• SHORT TASK: Reproduce verbatim every line from the one that includes "Q: Pick out each instance of the arched" to the closing line of the entries; omit everything before it.

Object position labeling entries
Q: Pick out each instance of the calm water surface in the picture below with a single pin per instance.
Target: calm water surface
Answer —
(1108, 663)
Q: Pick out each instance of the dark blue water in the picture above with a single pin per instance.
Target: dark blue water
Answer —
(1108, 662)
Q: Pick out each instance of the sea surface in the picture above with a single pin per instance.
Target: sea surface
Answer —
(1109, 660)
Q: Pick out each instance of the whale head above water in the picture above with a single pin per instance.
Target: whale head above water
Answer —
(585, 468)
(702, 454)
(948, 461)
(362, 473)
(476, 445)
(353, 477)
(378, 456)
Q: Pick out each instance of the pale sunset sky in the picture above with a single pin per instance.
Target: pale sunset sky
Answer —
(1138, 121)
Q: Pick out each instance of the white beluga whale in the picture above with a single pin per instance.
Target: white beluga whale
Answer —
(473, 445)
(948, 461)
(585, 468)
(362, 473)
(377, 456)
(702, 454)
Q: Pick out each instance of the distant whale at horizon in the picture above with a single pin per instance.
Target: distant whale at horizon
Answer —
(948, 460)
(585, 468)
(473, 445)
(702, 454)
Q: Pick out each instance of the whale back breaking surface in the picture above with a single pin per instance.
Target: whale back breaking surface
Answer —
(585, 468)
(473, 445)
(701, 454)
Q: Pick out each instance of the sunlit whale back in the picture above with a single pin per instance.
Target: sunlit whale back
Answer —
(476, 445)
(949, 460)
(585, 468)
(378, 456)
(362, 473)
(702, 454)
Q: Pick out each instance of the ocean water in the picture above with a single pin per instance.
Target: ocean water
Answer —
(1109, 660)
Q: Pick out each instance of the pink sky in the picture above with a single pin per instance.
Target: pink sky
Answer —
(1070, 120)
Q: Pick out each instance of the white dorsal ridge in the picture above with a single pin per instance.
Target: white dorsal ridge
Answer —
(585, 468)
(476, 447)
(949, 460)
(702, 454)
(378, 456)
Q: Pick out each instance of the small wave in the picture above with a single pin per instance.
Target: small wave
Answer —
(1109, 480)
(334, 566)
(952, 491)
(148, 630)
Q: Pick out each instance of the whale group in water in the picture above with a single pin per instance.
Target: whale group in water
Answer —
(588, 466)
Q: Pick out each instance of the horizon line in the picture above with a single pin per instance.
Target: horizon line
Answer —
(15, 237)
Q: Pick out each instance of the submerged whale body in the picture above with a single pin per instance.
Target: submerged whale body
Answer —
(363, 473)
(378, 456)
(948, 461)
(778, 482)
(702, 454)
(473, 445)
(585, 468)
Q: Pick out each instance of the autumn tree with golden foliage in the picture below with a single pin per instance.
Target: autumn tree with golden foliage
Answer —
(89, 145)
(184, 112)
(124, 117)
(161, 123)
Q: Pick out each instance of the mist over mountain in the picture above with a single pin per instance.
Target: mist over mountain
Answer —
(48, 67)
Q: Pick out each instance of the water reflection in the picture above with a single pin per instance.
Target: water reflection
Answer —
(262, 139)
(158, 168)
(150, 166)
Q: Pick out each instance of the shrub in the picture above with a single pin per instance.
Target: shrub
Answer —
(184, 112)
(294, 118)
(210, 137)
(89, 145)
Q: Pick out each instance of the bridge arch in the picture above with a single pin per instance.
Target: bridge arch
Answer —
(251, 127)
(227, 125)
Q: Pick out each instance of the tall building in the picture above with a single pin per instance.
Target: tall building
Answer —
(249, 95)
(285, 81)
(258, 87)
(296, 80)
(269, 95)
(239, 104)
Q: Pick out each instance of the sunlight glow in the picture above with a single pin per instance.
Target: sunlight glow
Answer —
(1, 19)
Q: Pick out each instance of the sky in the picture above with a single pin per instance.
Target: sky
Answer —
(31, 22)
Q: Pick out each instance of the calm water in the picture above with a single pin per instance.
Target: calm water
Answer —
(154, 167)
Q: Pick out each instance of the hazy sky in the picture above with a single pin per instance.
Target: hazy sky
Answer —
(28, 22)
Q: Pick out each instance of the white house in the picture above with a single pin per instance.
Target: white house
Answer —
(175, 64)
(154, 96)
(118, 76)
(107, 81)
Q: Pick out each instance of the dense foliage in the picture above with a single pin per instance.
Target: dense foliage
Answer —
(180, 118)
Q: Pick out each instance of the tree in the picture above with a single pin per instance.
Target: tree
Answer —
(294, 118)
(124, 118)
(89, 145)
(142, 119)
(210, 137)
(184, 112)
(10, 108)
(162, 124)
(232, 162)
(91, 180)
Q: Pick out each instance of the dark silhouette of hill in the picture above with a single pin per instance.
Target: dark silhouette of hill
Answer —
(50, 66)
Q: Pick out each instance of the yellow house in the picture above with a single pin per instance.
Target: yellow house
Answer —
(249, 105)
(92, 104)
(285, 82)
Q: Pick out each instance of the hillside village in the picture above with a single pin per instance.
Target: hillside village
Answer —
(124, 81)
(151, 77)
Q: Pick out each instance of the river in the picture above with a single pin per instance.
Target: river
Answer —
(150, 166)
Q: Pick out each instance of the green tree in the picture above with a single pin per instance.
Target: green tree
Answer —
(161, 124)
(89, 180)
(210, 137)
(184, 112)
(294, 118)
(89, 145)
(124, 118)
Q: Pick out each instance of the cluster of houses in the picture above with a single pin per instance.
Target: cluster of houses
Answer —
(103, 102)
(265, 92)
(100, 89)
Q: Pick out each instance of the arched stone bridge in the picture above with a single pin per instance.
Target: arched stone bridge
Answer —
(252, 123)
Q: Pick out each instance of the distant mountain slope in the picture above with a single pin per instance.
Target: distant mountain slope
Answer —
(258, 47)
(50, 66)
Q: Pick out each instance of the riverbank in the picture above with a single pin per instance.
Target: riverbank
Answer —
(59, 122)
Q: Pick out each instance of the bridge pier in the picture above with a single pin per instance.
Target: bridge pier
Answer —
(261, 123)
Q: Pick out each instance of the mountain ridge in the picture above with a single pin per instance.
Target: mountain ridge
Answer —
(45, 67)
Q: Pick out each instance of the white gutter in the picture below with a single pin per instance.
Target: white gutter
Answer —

• REPLY:
Q: Pick out each instance of the arched stone bridge in the picture above with a single pin per instance.
Target: arched stone bridge
Answer —
(252, 123)
Q: Pick out each instance of the distant mountain slope in the picture above with a single pin per instance.
Target: distant mountain slope
Answer —
(258, 47)
(50, 66)
Q: Pick out each instance of the riverbank in the picture above with a single pin per instance.
Target: riverbank
Answer —
(59, 122)
Q: Pick out each instance of the bridge pier in the picture above with a single pin per instance.
Target: bridge pier
Answer —
(261, 123)
Q: Pick out each instance of the mountain ridge in the picture above with a single pin per instance.
Target: mountain ridge
Answer —
(45, 67)
Q: Pick out each instance of the white gutter in the picture below with a single pin per instance.
Target: white gutter
Answer —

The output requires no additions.